→ **WORK INSTRUCTIONS**: Extract every line starting at the line that contains "Mark the innermost point of each instance of the dirt road" and ending with the final line of the data, inclusive; give only those lines, word for word.

→ **MATERIAL FOR THE TASK**:
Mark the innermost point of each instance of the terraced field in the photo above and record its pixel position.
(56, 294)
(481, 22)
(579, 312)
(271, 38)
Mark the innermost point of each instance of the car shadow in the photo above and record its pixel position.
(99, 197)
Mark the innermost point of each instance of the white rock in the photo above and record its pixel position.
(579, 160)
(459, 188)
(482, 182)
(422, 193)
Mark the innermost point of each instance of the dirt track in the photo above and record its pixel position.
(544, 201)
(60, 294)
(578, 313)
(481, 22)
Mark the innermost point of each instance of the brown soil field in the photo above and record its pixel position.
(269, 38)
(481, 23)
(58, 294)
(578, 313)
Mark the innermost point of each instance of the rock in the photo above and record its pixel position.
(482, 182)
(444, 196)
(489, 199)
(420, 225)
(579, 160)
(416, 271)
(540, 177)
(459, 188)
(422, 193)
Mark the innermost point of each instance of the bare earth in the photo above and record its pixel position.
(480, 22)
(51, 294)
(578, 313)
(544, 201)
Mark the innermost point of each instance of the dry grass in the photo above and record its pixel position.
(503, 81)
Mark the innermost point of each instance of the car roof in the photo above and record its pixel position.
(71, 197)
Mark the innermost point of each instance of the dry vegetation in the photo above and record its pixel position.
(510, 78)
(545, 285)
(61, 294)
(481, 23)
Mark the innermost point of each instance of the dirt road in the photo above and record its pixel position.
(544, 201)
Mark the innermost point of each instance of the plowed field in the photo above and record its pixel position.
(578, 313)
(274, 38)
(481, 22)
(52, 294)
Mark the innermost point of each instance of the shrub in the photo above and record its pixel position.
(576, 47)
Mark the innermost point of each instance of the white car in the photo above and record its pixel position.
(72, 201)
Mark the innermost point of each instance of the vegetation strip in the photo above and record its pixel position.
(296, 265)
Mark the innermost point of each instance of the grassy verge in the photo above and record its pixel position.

→ **SOLUTION TO THIS TASK**:
Mark the innermost point of each instance of the dirt road in the photo above and record its pixel position.
(544, 201)
Mark the innermost point of each instance of the plowed field in the photo above and record its pixel position.
(578, 313)
(274, 38)
(481, 22)
(52, 294)
Mark the innermost point of each instance of the shrub in the photo above and record its pixel position.
(576, 47)
Mark the innermost point of each instance of the white car in the photo above and record its pixel position.
(72, 201)
Mark the innermost point of each instance of the vegetation strip in the photo above and record its pixel position.
(296, 265)
Mark the innermost point of each instance of the grassy verge in the photo above and record its pixel position.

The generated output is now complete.